(Text):
******
XZ Utils: Infiltrating Open Source Through Social Engineering

Imagine waking up to discover that a seemingly harmless open-source tool, deeply integrated within your systems, has covertly turned into a threat

May 08, 2025

I'm currently writing a series of posts about iconic hacks. Simultaneously, I'm actively looking to connect with CISOs who have experienced cyber incidents and are willing to share their stories. The goal is not to point fingers but rather to exchange knowledge and enhance understanding.

XZ Utils: The Quiet Pillar

XZ Utils might not be well-known, but it’s omnipresent: SSH sessions, Linux distributions (96.3% of The top 1,000,000 web servers use Linux) , package managers, and system libraries rely heavily on this ultra-efficient compression tool, akin to zip.

This widespread integration made XZ Utils an ideal target. Attackers recognized that compromising XZ Utils could potentially mean compromising thousands of systems, applications, and third-party vendors.
******
(Excerpts from a detection dataset):
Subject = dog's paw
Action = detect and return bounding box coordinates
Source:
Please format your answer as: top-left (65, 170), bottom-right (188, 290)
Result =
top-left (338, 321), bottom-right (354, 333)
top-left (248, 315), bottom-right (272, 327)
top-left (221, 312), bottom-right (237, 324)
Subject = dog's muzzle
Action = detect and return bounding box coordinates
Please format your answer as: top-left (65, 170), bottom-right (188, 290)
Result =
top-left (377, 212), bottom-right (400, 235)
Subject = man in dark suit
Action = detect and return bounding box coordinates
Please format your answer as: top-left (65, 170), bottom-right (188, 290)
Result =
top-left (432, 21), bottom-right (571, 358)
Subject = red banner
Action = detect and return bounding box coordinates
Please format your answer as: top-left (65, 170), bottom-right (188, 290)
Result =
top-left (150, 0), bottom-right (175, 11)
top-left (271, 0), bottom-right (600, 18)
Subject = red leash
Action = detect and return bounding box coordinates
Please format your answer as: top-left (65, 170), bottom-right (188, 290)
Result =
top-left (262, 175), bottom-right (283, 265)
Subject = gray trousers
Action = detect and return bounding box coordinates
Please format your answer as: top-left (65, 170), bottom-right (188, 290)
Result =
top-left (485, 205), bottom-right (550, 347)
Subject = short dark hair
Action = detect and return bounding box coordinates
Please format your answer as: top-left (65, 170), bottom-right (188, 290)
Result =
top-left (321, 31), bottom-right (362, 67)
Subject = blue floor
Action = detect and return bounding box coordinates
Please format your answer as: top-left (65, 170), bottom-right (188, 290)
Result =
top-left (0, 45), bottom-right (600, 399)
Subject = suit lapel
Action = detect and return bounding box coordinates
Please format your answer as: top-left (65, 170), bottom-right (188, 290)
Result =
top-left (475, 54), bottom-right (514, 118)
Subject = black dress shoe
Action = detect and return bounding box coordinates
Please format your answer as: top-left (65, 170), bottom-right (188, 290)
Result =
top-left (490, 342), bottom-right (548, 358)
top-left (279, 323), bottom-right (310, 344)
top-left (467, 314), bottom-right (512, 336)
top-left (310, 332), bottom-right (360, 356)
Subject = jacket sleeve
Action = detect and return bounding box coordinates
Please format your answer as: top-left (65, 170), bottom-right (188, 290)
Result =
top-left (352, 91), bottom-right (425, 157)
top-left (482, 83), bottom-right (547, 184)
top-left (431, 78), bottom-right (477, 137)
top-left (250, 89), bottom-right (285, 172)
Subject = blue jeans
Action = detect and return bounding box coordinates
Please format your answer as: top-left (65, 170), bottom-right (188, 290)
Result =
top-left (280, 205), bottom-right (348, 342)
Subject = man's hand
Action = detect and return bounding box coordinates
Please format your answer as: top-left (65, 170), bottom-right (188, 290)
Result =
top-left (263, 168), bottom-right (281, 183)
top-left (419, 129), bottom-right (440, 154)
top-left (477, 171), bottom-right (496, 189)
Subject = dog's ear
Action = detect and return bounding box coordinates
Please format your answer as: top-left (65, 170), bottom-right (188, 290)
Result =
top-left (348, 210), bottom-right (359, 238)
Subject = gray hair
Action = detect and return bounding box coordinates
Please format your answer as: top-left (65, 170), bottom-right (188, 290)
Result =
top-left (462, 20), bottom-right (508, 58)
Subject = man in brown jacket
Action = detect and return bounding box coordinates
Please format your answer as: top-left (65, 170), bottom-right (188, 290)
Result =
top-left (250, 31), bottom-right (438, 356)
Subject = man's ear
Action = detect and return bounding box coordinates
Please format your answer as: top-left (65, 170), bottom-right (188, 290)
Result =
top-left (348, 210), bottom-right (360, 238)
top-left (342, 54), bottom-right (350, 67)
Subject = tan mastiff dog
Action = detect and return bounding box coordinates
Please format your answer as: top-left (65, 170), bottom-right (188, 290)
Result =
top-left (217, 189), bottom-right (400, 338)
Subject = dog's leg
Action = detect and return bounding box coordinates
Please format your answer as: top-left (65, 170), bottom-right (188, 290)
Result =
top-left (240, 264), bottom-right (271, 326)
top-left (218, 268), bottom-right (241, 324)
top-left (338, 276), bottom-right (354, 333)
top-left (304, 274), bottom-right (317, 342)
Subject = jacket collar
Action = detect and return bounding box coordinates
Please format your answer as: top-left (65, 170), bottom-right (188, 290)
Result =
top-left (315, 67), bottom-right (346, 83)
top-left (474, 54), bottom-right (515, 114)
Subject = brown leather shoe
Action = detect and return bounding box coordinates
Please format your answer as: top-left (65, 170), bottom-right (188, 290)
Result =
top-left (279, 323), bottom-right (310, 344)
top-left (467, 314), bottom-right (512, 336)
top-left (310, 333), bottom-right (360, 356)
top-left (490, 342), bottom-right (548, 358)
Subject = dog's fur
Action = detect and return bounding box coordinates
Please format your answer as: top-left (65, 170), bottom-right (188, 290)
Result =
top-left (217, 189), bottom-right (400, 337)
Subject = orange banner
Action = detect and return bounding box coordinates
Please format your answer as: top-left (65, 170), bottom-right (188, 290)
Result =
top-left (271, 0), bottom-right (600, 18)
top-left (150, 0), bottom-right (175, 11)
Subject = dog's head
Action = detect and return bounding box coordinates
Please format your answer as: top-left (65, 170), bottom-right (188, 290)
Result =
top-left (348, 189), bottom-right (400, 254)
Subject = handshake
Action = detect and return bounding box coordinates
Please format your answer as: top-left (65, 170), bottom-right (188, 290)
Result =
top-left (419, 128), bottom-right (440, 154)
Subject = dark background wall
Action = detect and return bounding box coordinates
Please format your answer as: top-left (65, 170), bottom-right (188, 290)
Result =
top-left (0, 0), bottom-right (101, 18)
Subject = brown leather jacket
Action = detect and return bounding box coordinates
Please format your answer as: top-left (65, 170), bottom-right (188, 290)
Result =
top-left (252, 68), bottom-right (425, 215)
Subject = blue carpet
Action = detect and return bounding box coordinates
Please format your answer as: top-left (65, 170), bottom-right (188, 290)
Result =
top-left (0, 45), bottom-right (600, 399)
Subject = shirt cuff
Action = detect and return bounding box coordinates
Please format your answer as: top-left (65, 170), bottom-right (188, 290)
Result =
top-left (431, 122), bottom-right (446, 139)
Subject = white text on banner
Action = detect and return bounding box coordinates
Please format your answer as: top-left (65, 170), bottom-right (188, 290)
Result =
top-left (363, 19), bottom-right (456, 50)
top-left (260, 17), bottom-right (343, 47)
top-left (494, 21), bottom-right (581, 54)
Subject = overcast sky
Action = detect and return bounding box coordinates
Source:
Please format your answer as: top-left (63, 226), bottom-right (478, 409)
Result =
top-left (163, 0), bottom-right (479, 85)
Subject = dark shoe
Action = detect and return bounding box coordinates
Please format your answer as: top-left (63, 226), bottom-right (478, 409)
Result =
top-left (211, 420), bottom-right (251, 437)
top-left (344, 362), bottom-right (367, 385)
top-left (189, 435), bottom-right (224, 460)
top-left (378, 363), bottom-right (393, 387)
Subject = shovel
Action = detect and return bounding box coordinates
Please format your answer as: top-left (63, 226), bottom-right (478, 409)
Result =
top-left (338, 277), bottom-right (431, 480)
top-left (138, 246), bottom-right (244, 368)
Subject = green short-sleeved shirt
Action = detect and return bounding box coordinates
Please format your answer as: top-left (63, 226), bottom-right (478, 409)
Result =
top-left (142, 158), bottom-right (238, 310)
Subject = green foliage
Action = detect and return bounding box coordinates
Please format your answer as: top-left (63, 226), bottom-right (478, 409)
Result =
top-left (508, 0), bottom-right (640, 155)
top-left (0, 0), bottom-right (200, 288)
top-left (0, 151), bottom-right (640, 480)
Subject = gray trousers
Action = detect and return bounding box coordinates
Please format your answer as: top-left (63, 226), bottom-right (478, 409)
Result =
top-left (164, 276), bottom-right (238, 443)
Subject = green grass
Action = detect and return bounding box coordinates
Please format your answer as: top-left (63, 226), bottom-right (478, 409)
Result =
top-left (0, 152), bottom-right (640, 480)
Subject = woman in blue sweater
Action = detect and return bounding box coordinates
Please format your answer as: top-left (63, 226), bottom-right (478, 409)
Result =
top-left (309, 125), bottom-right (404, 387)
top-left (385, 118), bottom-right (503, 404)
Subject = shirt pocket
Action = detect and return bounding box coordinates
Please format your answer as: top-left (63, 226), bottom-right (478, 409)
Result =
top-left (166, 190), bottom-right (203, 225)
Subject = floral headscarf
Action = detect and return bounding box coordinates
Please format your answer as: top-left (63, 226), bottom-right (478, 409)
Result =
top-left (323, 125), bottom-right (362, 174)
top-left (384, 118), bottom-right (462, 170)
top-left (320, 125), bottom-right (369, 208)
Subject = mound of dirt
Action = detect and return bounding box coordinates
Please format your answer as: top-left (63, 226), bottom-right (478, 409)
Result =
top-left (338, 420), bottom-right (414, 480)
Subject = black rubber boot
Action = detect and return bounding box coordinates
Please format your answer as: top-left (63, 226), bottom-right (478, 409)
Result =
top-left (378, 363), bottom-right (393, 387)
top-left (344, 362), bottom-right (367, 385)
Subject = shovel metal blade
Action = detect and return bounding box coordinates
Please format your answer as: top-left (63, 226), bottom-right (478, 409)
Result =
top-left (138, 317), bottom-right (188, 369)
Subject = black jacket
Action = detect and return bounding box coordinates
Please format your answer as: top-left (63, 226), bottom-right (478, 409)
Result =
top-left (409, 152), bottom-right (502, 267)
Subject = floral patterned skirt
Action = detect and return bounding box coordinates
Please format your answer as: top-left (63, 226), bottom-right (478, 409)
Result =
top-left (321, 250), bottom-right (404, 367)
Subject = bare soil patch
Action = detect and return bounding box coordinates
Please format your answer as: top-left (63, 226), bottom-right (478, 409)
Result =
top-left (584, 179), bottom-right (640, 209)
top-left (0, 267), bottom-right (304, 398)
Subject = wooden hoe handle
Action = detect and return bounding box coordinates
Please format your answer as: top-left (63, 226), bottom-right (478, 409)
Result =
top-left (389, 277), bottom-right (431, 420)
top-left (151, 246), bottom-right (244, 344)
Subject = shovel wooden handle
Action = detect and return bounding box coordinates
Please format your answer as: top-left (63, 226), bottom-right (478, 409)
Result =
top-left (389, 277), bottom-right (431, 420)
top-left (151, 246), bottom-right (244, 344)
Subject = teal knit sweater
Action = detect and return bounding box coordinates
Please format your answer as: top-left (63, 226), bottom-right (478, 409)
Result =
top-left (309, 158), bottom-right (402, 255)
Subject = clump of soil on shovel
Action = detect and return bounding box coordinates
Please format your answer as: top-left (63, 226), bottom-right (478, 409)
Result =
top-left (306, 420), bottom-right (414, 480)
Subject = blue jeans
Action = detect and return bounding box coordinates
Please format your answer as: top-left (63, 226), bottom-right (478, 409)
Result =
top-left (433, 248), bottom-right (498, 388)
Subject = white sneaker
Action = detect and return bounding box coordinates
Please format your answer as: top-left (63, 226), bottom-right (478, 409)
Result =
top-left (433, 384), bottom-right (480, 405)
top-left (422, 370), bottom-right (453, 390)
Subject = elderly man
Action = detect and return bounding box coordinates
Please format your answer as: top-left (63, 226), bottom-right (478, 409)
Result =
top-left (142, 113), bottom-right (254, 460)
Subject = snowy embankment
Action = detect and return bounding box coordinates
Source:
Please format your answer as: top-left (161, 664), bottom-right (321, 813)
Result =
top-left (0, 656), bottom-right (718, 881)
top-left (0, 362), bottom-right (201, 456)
******
(Work instructions):
1. According to the XZ Utils article, what percentage of the top 1,000,000 web servers use Linux?
2. Reproduce the XZ Utils article word for word between "May 08, 2025" and "and enhance understanding.", inclusive.
The records play no part in what comes next.

(Answers to the exercises):
1. 96.3%

2.
May 08, 2025

I'm currently writing a series of posts about iconic hacks. Simultaneously, I'm actively looking to connect with CISOs who have experienced cyber incidents and are willing to share their stories. The goal is not to point fingers but rather to exchange knowledge and enhance understanding.